# Activity:
Begin at the line below that has "for red suv" and stop after the line that has "it for roof". Please restate only those lines, word for word.
──────── Source material
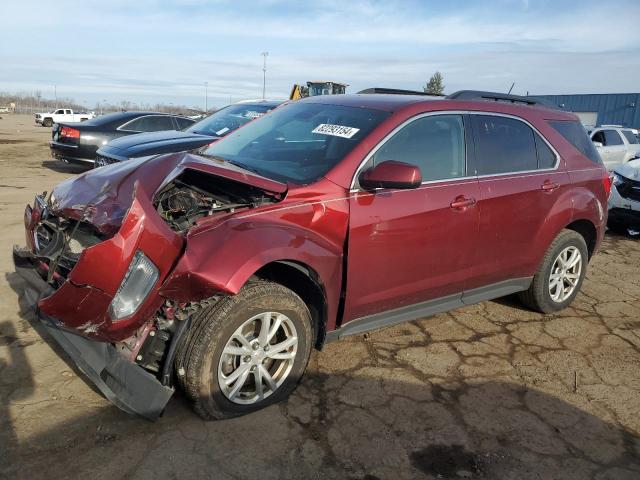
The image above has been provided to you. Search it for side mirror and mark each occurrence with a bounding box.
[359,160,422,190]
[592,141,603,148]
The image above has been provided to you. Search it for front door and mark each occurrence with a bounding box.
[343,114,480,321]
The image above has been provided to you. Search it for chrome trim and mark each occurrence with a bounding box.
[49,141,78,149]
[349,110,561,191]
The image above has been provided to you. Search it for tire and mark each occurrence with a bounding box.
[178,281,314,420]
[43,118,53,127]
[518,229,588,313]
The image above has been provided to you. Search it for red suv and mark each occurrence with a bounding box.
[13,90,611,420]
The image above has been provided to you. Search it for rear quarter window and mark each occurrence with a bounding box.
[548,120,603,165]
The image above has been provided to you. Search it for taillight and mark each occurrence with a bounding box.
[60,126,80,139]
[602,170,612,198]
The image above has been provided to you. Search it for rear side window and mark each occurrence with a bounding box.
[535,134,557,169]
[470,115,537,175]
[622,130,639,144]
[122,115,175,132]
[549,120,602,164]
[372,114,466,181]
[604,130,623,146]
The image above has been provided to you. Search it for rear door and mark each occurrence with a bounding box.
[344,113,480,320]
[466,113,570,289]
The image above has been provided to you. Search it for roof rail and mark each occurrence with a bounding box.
────────────────
──────── Source material
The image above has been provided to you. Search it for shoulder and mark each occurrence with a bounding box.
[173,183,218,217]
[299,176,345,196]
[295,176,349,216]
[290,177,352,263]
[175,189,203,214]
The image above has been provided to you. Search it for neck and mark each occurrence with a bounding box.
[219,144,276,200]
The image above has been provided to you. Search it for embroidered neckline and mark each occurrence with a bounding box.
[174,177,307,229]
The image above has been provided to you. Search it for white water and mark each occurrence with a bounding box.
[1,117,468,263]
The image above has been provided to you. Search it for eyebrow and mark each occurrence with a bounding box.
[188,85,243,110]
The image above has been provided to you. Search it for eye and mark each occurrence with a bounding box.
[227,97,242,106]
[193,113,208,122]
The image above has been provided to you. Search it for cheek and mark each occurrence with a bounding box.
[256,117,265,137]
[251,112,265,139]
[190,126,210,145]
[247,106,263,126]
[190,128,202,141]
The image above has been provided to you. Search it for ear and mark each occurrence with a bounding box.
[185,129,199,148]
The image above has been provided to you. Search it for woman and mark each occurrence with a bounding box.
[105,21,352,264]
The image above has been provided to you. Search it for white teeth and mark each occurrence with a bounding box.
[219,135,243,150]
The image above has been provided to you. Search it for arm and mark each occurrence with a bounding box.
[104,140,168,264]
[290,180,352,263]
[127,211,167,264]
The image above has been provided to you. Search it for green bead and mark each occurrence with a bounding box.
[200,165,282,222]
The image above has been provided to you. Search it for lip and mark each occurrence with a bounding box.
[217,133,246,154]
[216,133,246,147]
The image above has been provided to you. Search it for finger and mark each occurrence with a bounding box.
────────────────
──────── Source material
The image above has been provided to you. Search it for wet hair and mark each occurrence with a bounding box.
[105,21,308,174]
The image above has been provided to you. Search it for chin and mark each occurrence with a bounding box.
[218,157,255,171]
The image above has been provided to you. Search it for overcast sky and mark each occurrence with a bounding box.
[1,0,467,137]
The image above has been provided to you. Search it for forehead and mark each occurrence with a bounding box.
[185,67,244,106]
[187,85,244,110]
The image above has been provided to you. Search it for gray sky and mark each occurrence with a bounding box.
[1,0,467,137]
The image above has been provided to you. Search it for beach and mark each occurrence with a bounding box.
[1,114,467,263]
────────────────
# Written solution:
The image above has been provided to you. Search it for red suv and mark each occurrence with a bounding box.
[13,90,611,420]
The image above has been provided to you. Search it for rear quarter window and mark each occurrence with a bounding box.
[548,120,603,165]
The image above has been provided to you. Search it for taillight and mark each occurrence with a bounding box.
[60,126,80,139]
[602,170,612,198]
The image above has been provided to you. Search it for rear side window and mark each occurrence with a bounding box.
[535,134,557,169]
[470,115,537,175]
[622,130,639,144]
[122,115,175,132]
[549,120,602,164]
[372,114,466,181]
[604,130,623,146]
The image above has been provided to you. Search it for rear door and mark each occurrence with a bounding box.
[344,113,480,320]
[466,113,570,289]
The image above has been provided to you. Search it for roof rail and mark each occurrence with a bounding box.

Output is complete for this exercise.